* _What you will do_
Using the entries below, quote exactly the span of lines that begins with the line containing "driver with one point per instance" and ends with the final line.

=-=-=-=-=

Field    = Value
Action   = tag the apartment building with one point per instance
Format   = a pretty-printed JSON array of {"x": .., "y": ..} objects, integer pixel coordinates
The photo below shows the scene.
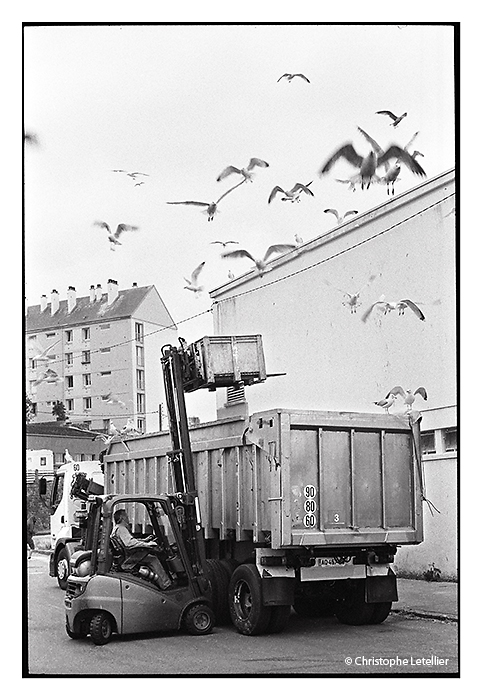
[
  {"x": 99, "y": 355},
  {"x": 328, "y": 358}
]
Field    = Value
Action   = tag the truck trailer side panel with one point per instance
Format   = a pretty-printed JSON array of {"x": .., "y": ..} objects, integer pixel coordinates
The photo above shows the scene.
[{"x": 289, "y": 478}]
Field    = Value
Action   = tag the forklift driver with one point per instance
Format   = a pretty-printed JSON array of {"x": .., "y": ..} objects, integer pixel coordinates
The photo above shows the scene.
[{"x": 134, "y": 555}]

=-=-=-=-=

* _Result of this task_
Action   = tag the forklift driver with one point per instance
Format   = a pretty-printed JSON array of {"x": .., "y": ..} objects, integer pixel coordinates
The photo above shows the scene.
[{"x": 134, "y": 555}]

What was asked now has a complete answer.